TASK REQUIREMENTS:
The answer must consist solely of the line that contains "Two rules. Place a point on every instance of the dirt" and all subsequent lines of the data, each reproduced exactly.

[Stored data entries]
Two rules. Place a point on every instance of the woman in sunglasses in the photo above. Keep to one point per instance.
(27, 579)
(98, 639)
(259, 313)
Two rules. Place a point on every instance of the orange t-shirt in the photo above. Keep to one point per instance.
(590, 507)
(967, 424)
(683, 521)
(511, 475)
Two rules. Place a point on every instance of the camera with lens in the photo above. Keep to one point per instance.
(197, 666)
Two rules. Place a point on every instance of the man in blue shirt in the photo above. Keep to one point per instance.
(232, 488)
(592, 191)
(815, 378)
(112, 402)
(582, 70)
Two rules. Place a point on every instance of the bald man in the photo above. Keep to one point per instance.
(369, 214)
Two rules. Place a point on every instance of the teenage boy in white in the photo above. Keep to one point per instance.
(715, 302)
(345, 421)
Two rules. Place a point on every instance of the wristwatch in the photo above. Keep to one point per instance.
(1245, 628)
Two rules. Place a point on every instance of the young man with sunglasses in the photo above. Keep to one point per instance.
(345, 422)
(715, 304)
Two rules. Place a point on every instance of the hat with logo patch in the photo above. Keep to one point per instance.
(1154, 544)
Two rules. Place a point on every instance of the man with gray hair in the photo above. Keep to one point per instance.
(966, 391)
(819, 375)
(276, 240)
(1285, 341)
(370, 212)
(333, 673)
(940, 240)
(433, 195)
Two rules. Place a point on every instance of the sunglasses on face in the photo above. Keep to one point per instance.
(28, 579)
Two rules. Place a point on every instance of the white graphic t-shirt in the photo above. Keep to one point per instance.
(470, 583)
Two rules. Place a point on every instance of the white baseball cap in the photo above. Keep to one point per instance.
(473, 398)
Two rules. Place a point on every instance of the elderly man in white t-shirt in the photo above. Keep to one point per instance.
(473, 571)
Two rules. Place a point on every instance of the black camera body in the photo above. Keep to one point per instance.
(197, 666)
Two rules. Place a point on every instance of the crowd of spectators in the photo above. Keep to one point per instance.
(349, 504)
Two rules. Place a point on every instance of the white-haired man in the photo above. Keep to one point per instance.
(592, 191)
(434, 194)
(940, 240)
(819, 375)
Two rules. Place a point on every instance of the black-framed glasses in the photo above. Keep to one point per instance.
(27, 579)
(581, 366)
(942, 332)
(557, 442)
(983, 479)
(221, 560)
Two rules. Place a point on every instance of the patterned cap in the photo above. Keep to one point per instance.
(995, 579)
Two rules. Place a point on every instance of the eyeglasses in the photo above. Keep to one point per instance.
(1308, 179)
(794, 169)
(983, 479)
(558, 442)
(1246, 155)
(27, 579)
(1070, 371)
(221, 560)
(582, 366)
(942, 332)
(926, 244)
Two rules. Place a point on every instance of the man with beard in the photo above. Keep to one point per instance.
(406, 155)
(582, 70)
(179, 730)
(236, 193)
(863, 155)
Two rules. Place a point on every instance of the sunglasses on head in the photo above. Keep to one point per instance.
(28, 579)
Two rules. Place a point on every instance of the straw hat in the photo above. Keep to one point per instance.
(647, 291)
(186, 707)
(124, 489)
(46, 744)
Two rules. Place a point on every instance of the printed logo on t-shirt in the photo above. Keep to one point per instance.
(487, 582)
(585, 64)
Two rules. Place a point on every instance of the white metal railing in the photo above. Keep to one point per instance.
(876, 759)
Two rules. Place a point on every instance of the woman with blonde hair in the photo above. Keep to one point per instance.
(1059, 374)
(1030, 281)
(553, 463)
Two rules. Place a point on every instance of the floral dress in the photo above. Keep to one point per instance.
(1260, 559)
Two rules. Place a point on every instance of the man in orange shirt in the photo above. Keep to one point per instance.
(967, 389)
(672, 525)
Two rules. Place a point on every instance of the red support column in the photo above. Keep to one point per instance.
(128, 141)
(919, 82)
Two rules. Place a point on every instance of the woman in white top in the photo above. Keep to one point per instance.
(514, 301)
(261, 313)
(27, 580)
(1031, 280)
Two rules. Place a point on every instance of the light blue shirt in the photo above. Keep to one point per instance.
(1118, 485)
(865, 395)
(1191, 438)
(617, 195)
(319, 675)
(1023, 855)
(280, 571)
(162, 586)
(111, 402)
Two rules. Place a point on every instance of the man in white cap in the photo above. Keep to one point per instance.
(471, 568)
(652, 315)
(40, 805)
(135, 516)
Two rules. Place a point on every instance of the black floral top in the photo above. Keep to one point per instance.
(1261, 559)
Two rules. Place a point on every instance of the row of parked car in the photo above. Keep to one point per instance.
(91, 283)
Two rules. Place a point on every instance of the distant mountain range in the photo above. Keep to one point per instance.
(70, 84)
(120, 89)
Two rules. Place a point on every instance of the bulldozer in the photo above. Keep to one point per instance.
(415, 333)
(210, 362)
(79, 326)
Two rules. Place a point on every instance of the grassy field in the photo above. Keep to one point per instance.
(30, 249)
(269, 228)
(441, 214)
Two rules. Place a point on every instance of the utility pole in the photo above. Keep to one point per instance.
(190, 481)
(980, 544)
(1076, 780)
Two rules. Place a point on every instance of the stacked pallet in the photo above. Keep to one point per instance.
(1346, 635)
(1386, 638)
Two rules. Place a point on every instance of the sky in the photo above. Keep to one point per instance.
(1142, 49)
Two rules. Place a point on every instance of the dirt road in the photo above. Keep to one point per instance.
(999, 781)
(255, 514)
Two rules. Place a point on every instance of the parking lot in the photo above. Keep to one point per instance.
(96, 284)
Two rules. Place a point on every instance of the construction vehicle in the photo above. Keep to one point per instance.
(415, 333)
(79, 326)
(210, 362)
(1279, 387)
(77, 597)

EXERCISE OUTPUT:
Two rules. Place a point on every instance of the dirt road in the photo above. Keep to one point per instance.
(999, 781)
(255, 514)
Two rules. Place a point on every instance of the parking lot in the photo above. Keep to one point per instance.
(96, 284)
Two rules. Place a point on every instance of the construction vehicle in the photo above. Keep to one point per instance.
(415, 333)
(79, 326)
(210, 362)
(1279, 387)
(77, 597)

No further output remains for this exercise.